GIVEN TEXT:
We Are the In Crowd is an American rock band from Poughkeepsie, New York, formed in 2009. The band consists of Taylor Jardine, Jordan Eckes, Mike Ferri, Rob Chianelli, and Cameron Hurley. They released their debut EP, Guaranteed To Disagree, on June 8, 2010, and followed it up with their first full-length album, Best Intentions in 2011. Their second full-length album, Weird Kids, was released on February 18, 2014. The band announced a hiatus in February 2016. They have since performed their first shows in 6 years at Slam Dunk Festival 2021.

History

In April 2009, We Are the In Crowd's Myspace page was hacked. The hacker was an ex-member of the band and deleted all of their friends and music. The music site Absolutepunk.net posted a news article regarding the hacking, and the news post attracted the attention of someone at Hopeless Records who contacted the band shortly after. Jardine made a video on YouTube  announcing the hack.

On November 10, 2009, the group announced their signing with Hopeless Records as "The In Crowd" and released their first single "For the Win" on iTunes. The band changed their name to "We Are the In Crowd" due to trademark issues with a reggae band from the seventies who were also called "The In Crowd".

In February 2010, We Are the In Crowd recorded their debut Hopeless Records EP with producers Zack Odom and Kenneth Mount (All Time Low, Mayday Parade, Jimmy Eat World, Cartel). The EP, titled Guaranteed To Disagree, was released on June 8, 2010.

We Are the In Crowd entered the studio in early May 2011 to begin recording their full-length debut. On August 3, 2011 it was announced the album would be titled Best Intentions, with a release date of October 4. It debuted on the U.S. Billboard 200 at No. 122. The band regularly tours all year long with fellow bands such as All Time Low and Mayday Parade, and have appeared at Warped Tour in 2010 and 2012, and  festivals such as Leeds. In 2013, the band toured around much of the world, including the UK.

The band has announced via a Fuse video interview that they will be recording material for a new album to be released in the summer/fall of 2013. On August 20, 2013, they released their new single "Attention".

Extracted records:
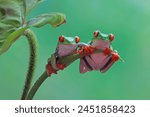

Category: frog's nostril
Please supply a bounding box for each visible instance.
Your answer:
[75,36,80,43]
[59,35,64,42]
[93,31,99,37]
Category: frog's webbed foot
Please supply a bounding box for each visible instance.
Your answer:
[56,63,66,70]
[76,45,96,57]
[46,62,57,76]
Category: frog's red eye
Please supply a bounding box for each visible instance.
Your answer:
[75,36,80,43]
[59,36,64,42]
[109,34,114,42]
[112,53,120,61]
[104,48,112,55]
[93,31,99,37]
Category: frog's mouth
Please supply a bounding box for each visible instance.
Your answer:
[100,57,115,73]
[55,19,67,27]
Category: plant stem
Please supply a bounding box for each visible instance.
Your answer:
[21,29,37,100]
[26,51,102,100]
[26,71,48,100]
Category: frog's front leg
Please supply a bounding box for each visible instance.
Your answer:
[76,44,96,57]
[46,53,65,76]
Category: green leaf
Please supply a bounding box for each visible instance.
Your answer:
[27,13,66,28]
[24,0,45,15]
[0,26,28,55]
[0,0,22,49]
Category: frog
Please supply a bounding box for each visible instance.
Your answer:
[80,30,121,73]
[46,35,95,76]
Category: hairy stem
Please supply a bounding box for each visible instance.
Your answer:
[21,29,37,100]
[26,71,48,100]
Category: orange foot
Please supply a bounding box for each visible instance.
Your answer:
[56,63,66,70]
[46,62,57,76]
[76,46,96,57]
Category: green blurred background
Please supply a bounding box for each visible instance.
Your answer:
[0,0,150,100]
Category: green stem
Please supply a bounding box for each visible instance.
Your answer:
[26,71,48,100]
[21,29,37,100]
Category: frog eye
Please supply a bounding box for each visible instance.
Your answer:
[112,53,120,61]
[75,36,80,43]
[59,36,64,42]
[109,34,114,42]
[93,31,99,37]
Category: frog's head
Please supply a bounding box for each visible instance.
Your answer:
[93,30,114,42]
[58,35,80,45]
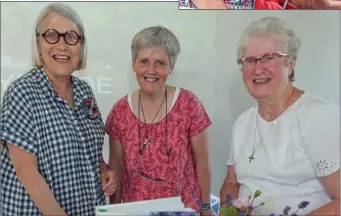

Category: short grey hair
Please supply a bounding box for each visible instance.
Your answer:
[32,3,87,70]
[237,16,301,81]
[130,26,180,67]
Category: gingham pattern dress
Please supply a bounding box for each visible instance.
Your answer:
[0,69,105,216]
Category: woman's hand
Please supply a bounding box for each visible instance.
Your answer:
[101,166,117,196]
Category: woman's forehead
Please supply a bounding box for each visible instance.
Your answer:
[39,12,79,33]
[244,36,283,57]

TASK OBJECTIVE:
Carry on the text about the band We Are the In Crowd, picking up right after its last sentence. The data can be left aside.

TASK OUTPUT:
On the December 3, 2013, We Are the In Crowd announced that they would be releasing a new album entitled Weird Kids, set for release on the February 18, 2014. They also announced a UK tour in late January followed by a US tour. The second single from the album, "The Best Thing (That Never Happened)", was released on Spotify that same day, and due to the "overwhelming response" they released it on iTunes the same day, a few days early.

In August 2014 the band were announced as the support acts for British rock band Don Broco during their Kerrang! tour in February 2015.

In February 2015, Taylor Jardine made a video announcement confirming that the band would soon begin writing and recording their third full-length album.

On May 4, 2015, band members Mike Ferri, Cameron Hurley and Taylor Jardine all tweeted that the third full-length has been finished.

On February 10, 2016, Taylor Jardine announced the band were going on hiatus. During this hiatus, Jardine started performing under the name 'Sainte', with Cameron Hurley and Mike Ferri both involved creatively.

On October 21, 2019, the band tweeted a graphic image of themselves dressed up as cowboys riding a horse, hinting at a potential reunion in the near future. Two days later, that reunion was officially confirmed when it was announced that they would be playing at Slam Dunk Fest in the UK in 2020, before the coronavirus pandemic hit and Slam Dunk Fest had to be pushed back to September 2021.

Band members
 Taylor Jardine – lead and backing vocals, keyboards, violin (2009–present)
 Jordan Eckes – rhythm guitar, lead and backing vocals (2009–present)
 Cameron Hurley – lead guitar, backing vocals (2009–present)
 Mike Ferri – bass (2009–present)
 Rob Chianelli – drums (2009–present)

Discography

Studio albums

EPs
Guaranteed to Disagree (2010)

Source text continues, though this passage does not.